_GIVEN PROBLEM_. Give the entries again, word for word.

_SUPPLIED MATERIAL_.
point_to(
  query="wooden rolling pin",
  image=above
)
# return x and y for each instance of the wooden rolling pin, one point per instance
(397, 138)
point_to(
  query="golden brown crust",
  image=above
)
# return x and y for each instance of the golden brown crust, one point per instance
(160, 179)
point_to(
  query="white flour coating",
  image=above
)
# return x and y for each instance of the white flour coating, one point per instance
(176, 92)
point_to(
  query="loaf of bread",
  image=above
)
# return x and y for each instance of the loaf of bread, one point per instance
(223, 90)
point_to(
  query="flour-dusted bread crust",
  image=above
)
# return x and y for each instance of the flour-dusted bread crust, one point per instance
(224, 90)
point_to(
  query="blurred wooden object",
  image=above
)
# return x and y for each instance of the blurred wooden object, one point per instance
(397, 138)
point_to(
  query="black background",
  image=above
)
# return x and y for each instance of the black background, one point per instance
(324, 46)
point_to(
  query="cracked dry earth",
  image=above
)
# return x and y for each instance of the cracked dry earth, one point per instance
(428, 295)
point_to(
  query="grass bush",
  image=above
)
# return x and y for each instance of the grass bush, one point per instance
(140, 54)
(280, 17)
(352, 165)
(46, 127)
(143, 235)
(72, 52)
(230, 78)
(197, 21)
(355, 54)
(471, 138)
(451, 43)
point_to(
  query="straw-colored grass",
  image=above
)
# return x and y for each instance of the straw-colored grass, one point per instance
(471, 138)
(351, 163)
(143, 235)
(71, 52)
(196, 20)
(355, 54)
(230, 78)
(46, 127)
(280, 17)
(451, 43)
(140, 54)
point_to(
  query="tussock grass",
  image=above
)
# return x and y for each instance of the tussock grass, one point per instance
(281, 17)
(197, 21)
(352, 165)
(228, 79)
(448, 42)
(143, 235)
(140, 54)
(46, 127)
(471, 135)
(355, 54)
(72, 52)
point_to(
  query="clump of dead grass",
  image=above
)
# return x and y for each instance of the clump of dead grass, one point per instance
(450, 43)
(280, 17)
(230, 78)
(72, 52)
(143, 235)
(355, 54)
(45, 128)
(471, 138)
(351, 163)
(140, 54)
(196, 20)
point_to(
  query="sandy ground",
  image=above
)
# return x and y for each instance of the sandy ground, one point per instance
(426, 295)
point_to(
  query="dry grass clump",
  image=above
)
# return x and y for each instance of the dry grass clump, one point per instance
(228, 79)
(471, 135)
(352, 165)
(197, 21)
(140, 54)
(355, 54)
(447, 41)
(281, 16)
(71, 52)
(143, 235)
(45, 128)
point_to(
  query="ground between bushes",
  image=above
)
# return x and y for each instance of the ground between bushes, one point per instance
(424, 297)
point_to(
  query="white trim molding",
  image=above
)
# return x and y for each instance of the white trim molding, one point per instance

_RESULT FOR THIS EXERCISE_.
point_to(
  query="wooden rolling pin",
  image=above
)
# return x and y for each instance of the wooden rolling pin, one point per instance
(397, 138)
point_to(
  query="golden brown crust",
  image=above
)
# return x and y for each instance of the golden brown crust, one point per instance
(160, 179)
point_to(
  query="white flour coating",
  image=above
)
# return x and y for each instance of the white flour coating, one point per instance
(176, 92)
point_to(
  query="loaf of bread",
  image=above
)
# return x and y for each instance of the loaf of bread, one point per instance
(223, 90)
point_to(
  query="flour-dusted bread crust",
  image=above
)
# return x and y for each instance of the flour-dusted bread crust, one point per instance
(224, 90)
point_to(
  query="blurred wooden object",
  image=above
)
# return x and y for each instance of the blurred wooden object, one point per instance
(397, 138)
point_to(
  query="black background",
  image=above
)
# return x and y for each instance of the black background, one point per instance
(324, 46)
point_to(
  query="cracked dry earth",
  image=above
)
# return x and y for each instance of the cracked dry earth, one point per instance
(428, 295)
point_to(
  query="grass bush",
  image=above
)
# return x and y for each instance of the grass bush, one point per instance
(140, 54)
(280, 17)
(352, 165)
(46, 127)
(143, 235)
(72, 52)
(230, 78)
(197, 21)
(355, 54)
(471, 138)
(451, 43)
point_to(
  query="straw-colored grass",
  image=above
)
# return x and y for each instance of the straw-colored grass, one point per instance
(471, 138)
(351, 163)
(143, 235)
(71, 52)
(196, 20)
(355, 54)
(230, 78)
(46, 127)
(280, 17)
(451, 43)
(140, 54)
point_to(
  query="tussock grass",
  image=above
)
# return x and y for each instance of the tussock grass, one point per instance
(281, 17)
(197, 21)
(352, 165)
(228, 79)
(448, 42)
(143, 235)
(140, 54)
(46, 127)
(471, 135)
(355, 54)
(72, 52)
point_to(
  query="clump of dead grass",
  image=above
)
# return x and y for each instance of the clump of dead grass, one point per instance
(450, 43)
(280, 17)
(230, 78)
(72, 52)
(143, 235)
(355, 54)
(45, 128)
(471, 138)
(351, 163)
(140, 54)
(196, 20)
point_to(
  query="sandy ground",
  image=above
)
# return x and y for each instance of the sandy ground, one point per instance
(426, 295)
point_to(
  query="dry grass clump",
  image=above
)
# return x and y for each instance of the dry grass clump, one point per instance
(228, 79)
(471, 135)
(352, 165)
(197, 21)
(140, 54)
(355, 54)
(447, 41)
(281, 16)
(71, 52)
(143, 235)
(45, 128)
point_to(
  query="ground between bushes",
  image=above
)
# return x and y for each instance of the ground between bushes, one point per instance
(424, 297)
point_to(
  query="white trim molding",
  image=above
)
# return x and y for each instance of the white trim molding, one point per instance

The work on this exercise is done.